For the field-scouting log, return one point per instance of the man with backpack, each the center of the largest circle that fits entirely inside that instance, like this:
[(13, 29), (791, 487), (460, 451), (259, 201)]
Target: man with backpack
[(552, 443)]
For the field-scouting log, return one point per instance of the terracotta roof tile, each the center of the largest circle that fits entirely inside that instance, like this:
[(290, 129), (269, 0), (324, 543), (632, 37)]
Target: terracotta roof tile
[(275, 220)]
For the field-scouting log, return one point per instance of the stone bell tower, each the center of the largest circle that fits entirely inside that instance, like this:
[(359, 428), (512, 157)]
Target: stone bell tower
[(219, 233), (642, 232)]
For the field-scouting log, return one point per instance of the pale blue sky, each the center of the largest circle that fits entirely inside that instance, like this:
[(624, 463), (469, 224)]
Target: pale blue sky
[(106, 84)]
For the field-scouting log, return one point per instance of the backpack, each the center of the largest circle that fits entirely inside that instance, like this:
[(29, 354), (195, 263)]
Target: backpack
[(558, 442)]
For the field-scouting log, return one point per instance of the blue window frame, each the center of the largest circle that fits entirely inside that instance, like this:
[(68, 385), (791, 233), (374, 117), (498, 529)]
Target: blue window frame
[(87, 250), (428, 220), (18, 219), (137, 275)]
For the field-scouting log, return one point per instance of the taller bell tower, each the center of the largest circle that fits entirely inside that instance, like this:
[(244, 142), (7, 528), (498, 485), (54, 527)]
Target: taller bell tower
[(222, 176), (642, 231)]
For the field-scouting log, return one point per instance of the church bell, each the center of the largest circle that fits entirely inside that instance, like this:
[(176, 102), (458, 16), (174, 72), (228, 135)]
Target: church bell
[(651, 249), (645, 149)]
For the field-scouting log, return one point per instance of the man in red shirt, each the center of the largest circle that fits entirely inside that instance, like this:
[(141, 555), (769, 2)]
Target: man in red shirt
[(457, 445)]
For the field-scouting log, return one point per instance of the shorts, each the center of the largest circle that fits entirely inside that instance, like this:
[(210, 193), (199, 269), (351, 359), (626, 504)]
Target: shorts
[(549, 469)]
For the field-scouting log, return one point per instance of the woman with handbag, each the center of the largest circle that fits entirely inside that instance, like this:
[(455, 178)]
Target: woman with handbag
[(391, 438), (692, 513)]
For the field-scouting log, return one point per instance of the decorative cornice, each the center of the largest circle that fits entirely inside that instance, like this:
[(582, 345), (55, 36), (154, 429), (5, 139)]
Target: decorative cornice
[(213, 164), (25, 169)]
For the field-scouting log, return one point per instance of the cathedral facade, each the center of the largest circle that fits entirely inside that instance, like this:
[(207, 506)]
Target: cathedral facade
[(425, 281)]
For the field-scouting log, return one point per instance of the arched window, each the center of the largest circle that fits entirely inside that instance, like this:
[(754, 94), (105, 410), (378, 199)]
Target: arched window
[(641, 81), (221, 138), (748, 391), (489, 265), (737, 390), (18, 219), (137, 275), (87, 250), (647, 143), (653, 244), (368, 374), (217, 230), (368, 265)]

__DIRECTIONS__: Give back the data above exactly as it appears.

__REPLY__:
For the field-scouting log, return one point per instance of the man with backpack, each the center of the largest circle that fits entirely inside that instance, like this:
[(13, 29), (791, 487), (460, 451), (259, 201)]
Target: man with backpack
[(552, 443)]
For the field-scouting log, return one point per instance of the terracotta roof tile, each the center of the largest circle that fits entirely inside that instance, like this:
[(290, 129), (269, 0), (324, 543), (632, 37)]
Target: terracotta roof tile
[(275, 220)]
For the field-scouting log, return one point per instance of the stone bell tower, each the center of the largest circle that fits entirely inside that instance, like this:
[(359, 428), (512, 157)]
Target: stone bell tower
[(219, 233), (642, 232)]
For the field-scouting log, return one point per instance of the pale blue sky, each the center of the largest circle that fits entirely inside that instance, like this:
[(624, 463), (469, 224)]
Target: pale blue sky
[(106, 84)]
For the field-scouting log, return one point per instance of the backpack, each the center of the largest circle that fits entirely inside that instance, like this:
[(29, 354), (195, 263)]
Target: backpack
[(558, 442)]
For the field-scouting log, return one point per instance of the blue window frame, each the center of the largest circle that fits entirely inside that instance, like this:
[(68, 385), (791, 233), (374, 117), (498, 529)]
Target: blue window frame
[(87, 250), (428, 220), (18, 219), (137, 275)]
For the field-scouting log, return one point per instance of the taller bell tower, each the center of the largest circle that fits entirely inside that instance, like this:
[(244, 142), (7, 528), (498, 485), (54, 527)]
Target: taller bell tower
[(222, 176), (642, 231)]
For the field-scouting log, return one point per instance of the church bell, each the center of the largest circle that fits entirely inside that instance, like this:
[(176, 102), (458, 16), (174, 72), (228, 135)]
Target: church bell
[(651, 249), (645, 149)]
For the field-scouting log, return one point per instance of the man in red shirt, each the center of the largest circle that fits entirely inside that instance, like this:
[(141, 555), (769, 2)]
Target: man in red shirt
[(457, 445)]
For the field-scouting log, return one point per instance of the shorts, each the center of the largest circle that fits entirely inside that instance, like this:
[(210, 193), (199, 269), (351, 359), (626, 504)]
Target: shorts
[(549, 469)]
For the field-scouting log, return one point per instance of the woman with handbag, each the center of the largest circle that fits entirely inside that instance, like this:
[(455, 178)]
Target: woman with handbag
[(391, 438), (692, 513)]
For the field-scouting log, return one point per instance of the decorative cornice, each the center of the largest circle that fits entirely inside that instance, like this:
[(582, 345), (55, 36), (154, 429), (5, 139)]
Target: decorative cornice
[(213, 164), (25, 169)]
For the field-scouting log, return one point per instance of the cathedral facade, each the center of the largest circle that fits entirely inside that instance, like this:
[(207, 506)]
Target: cathedral facade
[(425, 281)]
For the field-scouting log, return one point per instance of the arched window, each the center of the largest circle that fits entirely inside that instance, like this:
[(754, 94), (105, 410), (378, 199)]
Target: arched window
[(641, 81), (221, 138), (748, 391), (489, 265), (737, 390), (18, 219), (137, 275), (87, 250), (647, 143), (653, 244), (368, 374), (217, 230), (368, 265)]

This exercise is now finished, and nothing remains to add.